■ What the task asks
Nothing but the entries, copied exactly, should appear in the response.

----- Records

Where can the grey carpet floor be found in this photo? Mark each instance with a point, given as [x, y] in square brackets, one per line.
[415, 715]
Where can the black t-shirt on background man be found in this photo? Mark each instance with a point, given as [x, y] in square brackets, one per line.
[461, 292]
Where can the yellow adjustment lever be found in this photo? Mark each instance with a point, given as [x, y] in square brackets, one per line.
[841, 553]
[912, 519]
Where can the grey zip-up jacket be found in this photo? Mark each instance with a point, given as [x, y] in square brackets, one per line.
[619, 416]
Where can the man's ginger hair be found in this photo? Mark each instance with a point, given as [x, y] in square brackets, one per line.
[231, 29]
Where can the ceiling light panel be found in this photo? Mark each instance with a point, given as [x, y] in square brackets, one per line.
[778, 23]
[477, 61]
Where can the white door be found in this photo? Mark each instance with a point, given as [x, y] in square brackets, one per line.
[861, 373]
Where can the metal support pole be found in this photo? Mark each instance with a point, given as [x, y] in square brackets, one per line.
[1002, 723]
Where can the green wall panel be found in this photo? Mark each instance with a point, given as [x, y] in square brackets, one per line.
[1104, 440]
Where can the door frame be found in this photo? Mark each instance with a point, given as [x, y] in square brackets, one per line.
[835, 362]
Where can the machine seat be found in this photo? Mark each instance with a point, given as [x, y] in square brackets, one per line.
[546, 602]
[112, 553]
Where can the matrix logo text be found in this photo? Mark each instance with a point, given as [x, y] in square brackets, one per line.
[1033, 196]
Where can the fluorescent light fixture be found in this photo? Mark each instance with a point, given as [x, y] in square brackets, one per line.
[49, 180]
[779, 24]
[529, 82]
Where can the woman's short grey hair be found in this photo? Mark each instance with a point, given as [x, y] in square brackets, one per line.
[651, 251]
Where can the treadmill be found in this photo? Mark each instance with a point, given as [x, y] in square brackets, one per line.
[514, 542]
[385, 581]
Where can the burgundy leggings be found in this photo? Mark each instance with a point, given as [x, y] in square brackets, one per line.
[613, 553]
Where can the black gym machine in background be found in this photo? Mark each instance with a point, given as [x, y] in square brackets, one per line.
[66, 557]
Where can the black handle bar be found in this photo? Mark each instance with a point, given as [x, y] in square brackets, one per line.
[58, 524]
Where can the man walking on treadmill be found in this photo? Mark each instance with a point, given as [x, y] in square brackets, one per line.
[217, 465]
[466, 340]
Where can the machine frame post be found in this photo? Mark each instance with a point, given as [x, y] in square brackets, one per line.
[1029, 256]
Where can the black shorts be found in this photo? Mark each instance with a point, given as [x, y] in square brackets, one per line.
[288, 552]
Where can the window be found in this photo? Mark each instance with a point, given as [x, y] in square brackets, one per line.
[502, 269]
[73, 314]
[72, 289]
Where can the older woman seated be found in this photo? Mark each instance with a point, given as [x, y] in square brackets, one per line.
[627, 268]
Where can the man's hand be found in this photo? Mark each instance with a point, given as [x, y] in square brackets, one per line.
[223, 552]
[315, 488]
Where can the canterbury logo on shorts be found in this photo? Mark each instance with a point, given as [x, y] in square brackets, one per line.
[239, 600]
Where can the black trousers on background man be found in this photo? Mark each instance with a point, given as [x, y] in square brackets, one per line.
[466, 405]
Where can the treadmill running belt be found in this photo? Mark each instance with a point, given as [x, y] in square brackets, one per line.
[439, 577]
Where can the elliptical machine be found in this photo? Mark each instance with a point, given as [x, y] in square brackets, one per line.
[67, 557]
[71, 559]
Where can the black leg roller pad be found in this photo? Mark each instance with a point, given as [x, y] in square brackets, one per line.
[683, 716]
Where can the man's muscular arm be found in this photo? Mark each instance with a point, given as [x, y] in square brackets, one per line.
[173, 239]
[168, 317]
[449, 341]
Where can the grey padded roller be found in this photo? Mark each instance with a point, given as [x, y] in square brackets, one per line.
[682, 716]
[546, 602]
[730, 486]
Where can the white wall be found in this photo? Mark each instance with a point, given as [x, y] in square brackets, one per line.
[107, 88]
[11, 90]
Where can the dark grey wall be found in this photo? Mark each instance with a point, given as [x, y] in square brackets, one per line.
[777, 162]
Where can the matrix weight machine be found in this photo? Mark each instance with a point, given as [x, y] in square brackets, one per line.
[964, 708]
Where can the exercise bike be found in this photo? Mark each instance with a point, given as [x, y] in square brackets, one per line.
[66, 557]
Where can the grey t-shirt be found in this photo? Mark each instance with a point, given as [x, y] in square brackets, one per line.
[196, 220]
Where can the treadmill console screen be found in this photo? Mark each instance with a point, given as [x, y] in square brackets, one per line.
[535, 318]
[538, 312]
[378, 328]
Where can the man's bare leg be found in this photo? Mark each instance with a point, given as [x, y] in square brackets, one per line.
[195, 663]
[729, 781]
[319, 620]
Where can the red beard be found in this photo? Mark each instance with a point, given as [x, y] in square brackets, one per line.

----------

■ Task solution
Where can the grey carpet floor be found in this photo? Mark each instance with a point, given as [x, y] in square brackets, one per line.
[415, 715]
Where can the black t-shirt on background man be found in this photo? Mark each instance with a point, given as [x, y] in square brackets, one per line.
[461, 292]
Where can the yellow adjustment lever be found in this photo? Mark each instance with a point, given as [x, y] in square brackets, one per line.
[841, 553]
[912, 519]
Where can the grey zip-up jacket be found in this photo? Mark each instance with a point, given as [x, y] in square brackets, one per line.
[619, 416]
Where can the man's ginger hair be found in this photo? Mark each instance with a point, given as [x, y] in square brackets, one per line.
[231, 29]
Where can the ceiling light panel be found in this photo? Mark each instance with a point, given as [x, y] in square brackets, one per line.
[778, 23]
[477, 61]
Where can the white door be found in this photo? Mark each instance with a point, given as [x, y] in square brackets, one per line.
[861, 373]
Where can the metal support pole be found in this photo? Mark each instance with a point, given as [x, y] in square brackets, one per line.
[1002, 723]
Where can the green wall panel be found in this photo? Mark each instance with a point, given as [x, y] in square brackets, one per line.
[1104, 440]
Where can the door frame be found in this photo? Mark each instance with a point, given as [x, y] in square brackets, one per line.
[835, 362]
Where can the machine seat be found in this photo? Mark each instance with a point, given as [x, y] in square brackets, one per line.
[546, 602]
[112, 553]
Where can the matrix logo text be found in this photo? Mark each instance with a point, given as [x, y] in square brackets, one per line.
[1033, 196]
Where can the fluorescent light fixture be found in this photo? Mark each instance with a point, given as [x, y] in square brackets, one per line.
[49, 180]
[779, 24]
[529, 82]
Where can the woman's short grey hair be found in this photo? Mark each instance with a point, given as [x, y] in square brackets, one per line.
[651, 251]
Where can the treadmill be found in this photo? Mark each instance with a point, given as [x, y] in square brackets, one per line.
[514, 542]
[385, 581]
Where can the burgundy leggings be found in this photo? Mark each instance with a point, given as [x, y] in square brackets, one per line.
[613, 553]
Where can the black gym machine in background be found in this photo? Mark each instance with a point, given as [x, y] in square brackets, one per line.
[66, 557]
Where can the black handle bar be found in this photo? Mark each instance with a point, given as [x, y] in square brackets, one per line.
[58, 524]
Where can the man walking on treadmill be found in this photo? Mark each instance with a point, given as [x, y] in square brackets, one per line.
[217, 465]
[466, 340]
Where can the machine frame post be found in this photo? Mark each instance with a point, given as [x, y] in square brackets, one per line.
[1029, 256]
Where can the black shorts be found in this photo? Mark each instance with a point, given as [x, y] in square brackets, one per line.
[288, 552]
Where can the window be found in this photo? Mark each instance with a point, given as [x, y] in square brackets, one per line.
[502, 269]
[73, 314]
[72, 289]
Where can the older woman seated be found in this photo? Mark each instance with a point, given as [x, y] in square brackets, one per line.
[627, 268]
Where can the man's hand be found in this photo? Mark each instance with a point, given as [x, y] in square brackets, one per line.
[223, 552]
[315, 488]
Where can the canterbury logo on shorts be found in this photo? Mark each instance with a point, given as [x, y] in square brackets, one per line.
[239, 600]
Where can the black trousers on background man be found in this photo? Mark each instance with a point, given as [x, y] in square brackets, one per line.
[466, 405]
Where can the treadmill running belt be found in this photo? Mark each instance with a point, given as [x, y] in square brackets, one per line.
[439, 577]
Where can the elliptical machine be found in this photo? Mark each instance with a point, given as [x, y] in square brackets, one per line.
[67, 557]
[71, 559]
Where can the black leg roller pad be found in this photo? Mark each instance with a point, given as [x, y] in square brackets, one per line.
[683, 716]
Where can the man's muscular arm be found in this photo? Mark each instance with a point, given as [x, y] in square brackets, one per line.
[173, 239]
[168, 317]
[449, 341]
Where can the grey padded roller be found in this photo? Mark each instance with a point, given as [x, y] in square brackets, one per line.
[682, 716]
[546, 602]
[730, 486]
Where can the white wall be found in this photo? Mark each instance with a point, given as [x, y] in square brackets, one per line.
[107, 88]
[11, 90]
Where can the dark grey wall be found in this photo? Mark each instance with a point, given as [x, y] in square brackets, one per line.
[777, 162]
Where can the matrix weight machine be found in this photo? Mark each instance with a point, given as [x, y] in square brackets, one per line.
[964, 708]
Where can the exercise bike be found in this photo? Mark each instance with a point, given as [x, y] in square brackets, one per line.
[66, 557]
Where can the grey t-shirt be found in this photo? Mark each instance with a point, given as [x, y] in square brackets, one per line.
[196, 220]
Where can the treadmill console screen be found in this photo? Mark each instance with a point, given as [x, y] in square brackets, one per line.
[535, 318]
[538, 312]
[378, 328]
Where can the man's bare leg be found in this photo? Mark each instance with a point, given as [x, y] in square brackets, one per line.
[195, 663]
[729, 781]
[319, 620]
Where can the red beard be found in this photo? Mark each instance with a point, given as [x, y] in square brackets, one per line.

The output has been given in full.